> [Task directions]:
Copy out the listing from the line with "Indicate the chestnut" through the end, replacing "pony" with "horse" and leaving everything else unchanged.

Begin

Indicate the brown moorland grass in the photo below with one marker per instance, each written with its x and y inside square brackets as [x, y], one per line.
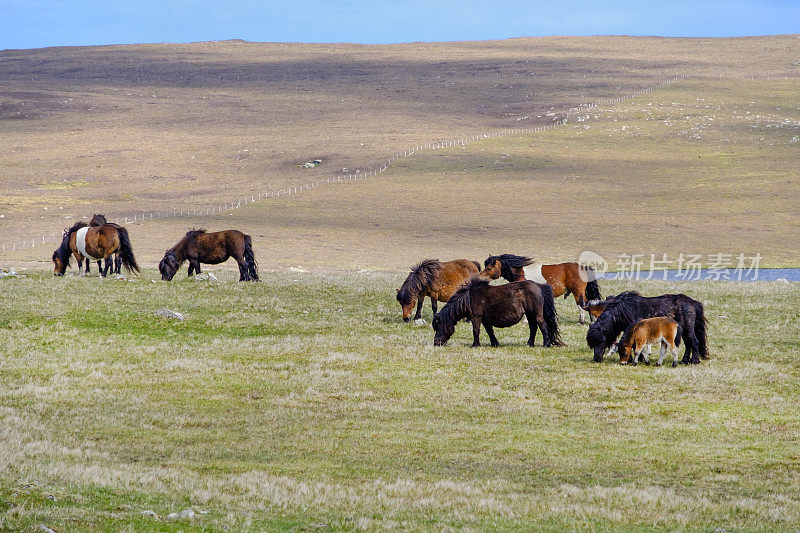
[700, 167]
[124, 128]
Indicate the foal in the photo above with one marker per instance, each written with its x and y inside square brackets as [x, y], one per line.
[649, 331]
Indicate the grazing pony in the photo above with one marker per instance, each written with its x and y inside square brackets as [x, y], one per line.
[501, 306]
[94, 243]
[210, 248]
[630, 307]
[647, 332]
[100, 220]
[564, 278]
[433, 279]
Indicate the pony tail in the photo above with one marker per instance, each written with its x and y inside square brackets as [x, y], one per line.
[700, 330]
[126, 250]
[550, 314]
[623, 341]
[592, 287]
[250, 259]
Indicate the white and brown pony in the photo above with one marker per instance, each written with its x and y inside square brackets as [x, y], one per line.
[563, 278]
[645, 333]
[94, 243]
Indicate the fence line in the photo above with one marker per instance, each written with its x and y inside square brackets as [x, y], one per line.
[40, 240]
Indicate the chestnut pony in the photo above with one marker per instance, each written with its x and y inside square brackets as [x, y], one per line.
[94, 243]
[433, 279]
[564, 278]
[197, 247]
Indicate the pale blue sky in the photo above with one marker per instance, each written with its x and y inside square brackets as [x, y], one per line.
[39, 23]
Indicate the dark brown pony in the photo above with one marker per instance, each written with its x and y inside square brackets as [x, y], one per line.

End

> [Written solution]:
Indicate the chestnut horse in the photo above with one marker per instance, each written with its x and y inside square brackets as [x, y], one per line.
[94, 243]
[433, 279]
[564, 278]
[197, 247]
Indicate the pale blue sky in the photo above with one marker per instance, each written with its x and y inside square brackets as [x, y], one per line.
[39, 23]
Indicate the dark brown horse in the photo above with one marker per instance, each written with its x and y inside square brackets as [x, y], one per line.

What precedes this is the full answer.